# [TASK DIRECTIONS]
Collect every line in the material below that contains the word "white" and copy each such line in full.

# [ITEMS]

/---

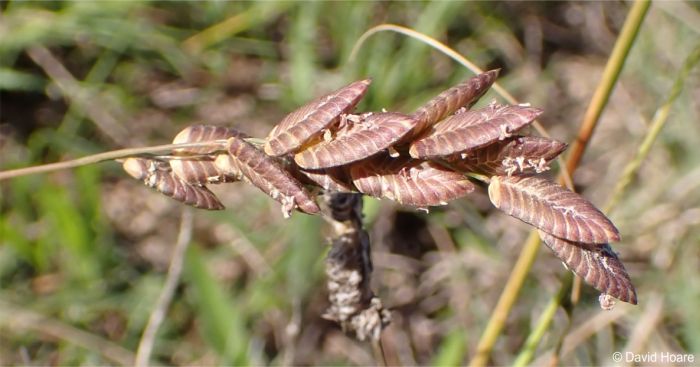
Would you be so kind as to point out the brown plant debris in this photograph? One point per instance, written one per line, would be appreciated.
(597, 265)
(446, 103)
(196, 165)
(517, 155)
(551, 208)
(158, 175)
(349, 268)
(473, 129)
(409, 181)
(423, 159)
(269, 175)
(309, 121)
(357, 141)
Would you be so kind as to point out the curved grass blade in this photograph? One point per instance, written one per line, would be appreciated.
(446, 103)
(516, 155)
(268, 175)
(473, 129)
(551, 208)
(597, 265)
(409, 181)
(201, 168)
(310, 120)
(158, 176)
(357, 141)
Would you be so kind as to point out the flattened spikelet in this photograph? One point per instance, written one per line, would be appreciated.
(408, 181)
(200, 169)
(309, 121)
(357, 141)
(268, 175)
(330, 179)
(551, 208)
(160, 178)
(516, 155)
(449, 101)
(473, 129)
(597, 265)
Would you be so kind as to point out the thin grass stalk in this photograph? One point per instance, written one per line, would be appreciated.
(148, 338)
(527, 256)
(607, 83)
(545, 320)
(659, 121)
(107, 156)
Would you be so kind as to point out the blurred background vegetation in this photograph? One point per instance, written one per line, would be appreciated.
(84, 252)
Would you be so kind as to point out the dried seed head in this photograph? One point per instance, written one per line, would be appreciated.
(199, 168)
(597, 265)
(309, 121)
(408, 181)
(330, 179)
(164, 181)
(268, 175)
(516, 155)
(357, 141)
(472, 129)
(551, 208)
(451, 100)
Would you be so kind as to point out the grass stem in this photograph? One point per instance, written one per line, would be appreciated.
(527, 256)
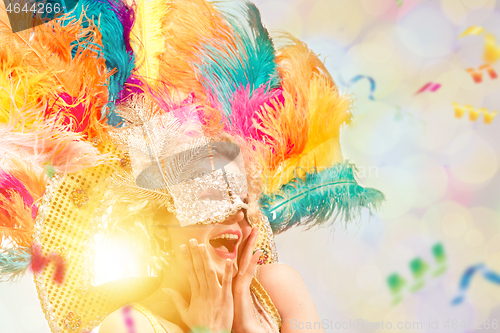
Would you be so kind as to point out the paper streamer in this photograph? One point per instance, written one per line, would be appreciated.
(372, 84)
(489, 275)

\---
/---

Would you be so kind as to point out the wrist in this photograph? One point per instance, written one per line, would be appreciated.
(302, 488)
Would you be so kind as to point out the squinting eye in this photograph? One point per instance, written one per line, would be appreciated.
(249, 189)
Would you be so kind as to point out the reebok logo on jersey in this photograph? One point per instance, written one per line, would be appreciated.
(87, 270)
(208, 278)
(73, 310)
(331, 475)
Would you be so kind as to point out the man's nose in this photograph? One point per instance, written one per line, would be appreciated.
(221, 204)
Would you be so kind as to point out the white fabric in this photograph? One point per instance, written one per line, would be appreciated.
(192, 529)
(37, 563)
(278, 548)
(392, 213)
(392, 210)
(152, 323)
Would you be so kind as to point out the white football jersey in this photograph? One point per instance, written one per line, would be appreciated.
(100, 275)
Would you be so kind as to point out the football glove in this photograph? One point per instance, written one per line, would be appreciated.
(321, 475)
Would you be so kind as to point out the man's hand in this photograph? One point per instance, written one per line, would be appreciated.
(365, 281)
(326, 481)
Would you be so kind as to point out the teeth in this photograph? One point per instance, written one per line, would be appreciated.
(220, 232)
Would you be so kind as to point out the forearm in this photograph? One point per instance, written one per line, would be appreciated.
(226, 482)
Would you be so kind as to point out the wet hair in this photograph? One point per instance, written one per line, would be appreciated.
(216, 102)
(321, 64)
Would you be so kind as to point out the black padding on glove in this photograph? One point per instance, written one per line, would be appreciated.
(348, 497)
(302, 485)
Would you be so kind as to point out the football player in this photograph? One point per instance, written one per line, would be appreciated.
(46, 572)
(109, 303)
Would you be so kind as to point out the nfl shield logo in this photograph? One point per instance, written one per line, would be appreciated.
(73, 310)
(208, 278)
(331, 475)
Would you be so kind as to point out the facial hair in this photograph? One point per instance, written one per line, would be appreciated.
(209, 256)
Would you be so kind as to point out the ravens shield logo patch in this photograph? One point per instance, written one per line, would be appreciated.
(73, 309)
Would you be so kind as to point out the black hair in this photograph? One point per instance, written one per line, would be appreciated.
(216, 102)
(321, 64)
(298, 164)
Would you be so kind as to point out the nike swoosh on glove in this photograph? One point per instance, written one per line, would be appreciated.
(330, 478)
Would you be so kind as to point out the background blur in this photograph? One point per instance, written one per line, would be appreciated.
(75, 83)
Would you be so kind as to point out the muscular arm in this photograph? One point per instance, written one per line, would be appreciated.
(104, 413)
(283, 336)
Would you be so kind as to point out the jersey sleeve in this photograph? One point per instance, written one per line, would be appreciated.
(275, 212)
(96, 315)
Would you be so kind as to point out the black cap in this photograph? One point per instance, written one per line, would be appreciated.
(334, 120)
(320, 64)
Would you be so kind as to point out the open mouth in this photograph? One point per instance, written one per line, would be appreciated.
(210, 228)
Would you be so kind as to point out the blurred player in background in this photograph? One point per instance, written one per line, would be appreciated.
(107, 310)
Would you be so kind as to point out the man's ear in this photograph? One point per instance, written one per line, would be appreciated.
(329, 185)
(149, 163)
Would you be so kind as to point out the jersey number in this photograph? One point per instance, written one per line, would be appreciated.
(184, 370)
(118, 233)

\---
/---

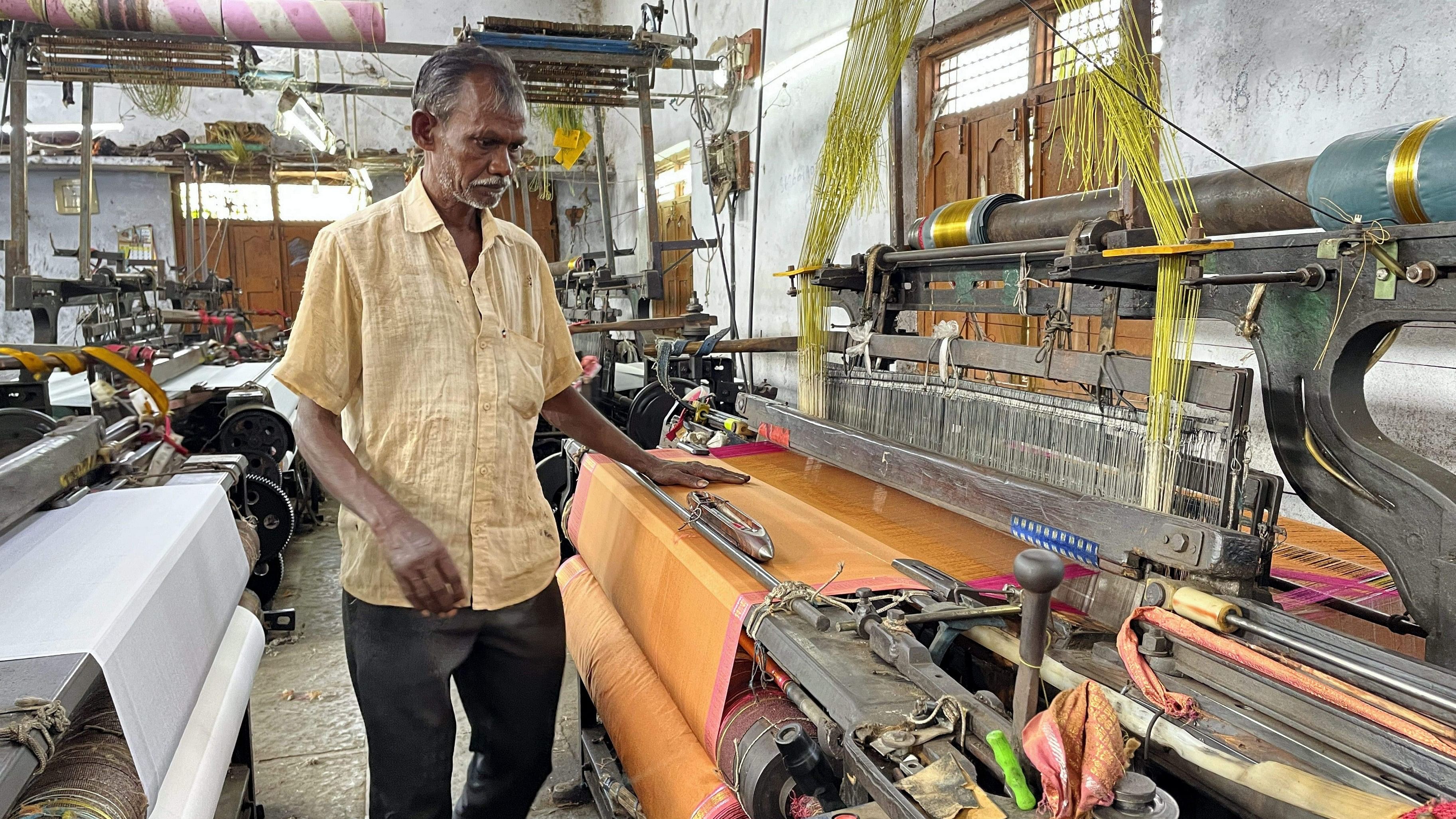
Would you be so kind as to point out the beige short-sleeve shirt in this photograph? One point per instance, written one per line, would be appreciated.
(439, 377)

\---

# [RESULT]
Would you be so kind as to point out the white fabric in this photograph? One point per instance, written one per line, would be appreciated.
Would you be so kind as to point out the white football jersey in this photograph? One point per instance, written one per line, would be appreciated.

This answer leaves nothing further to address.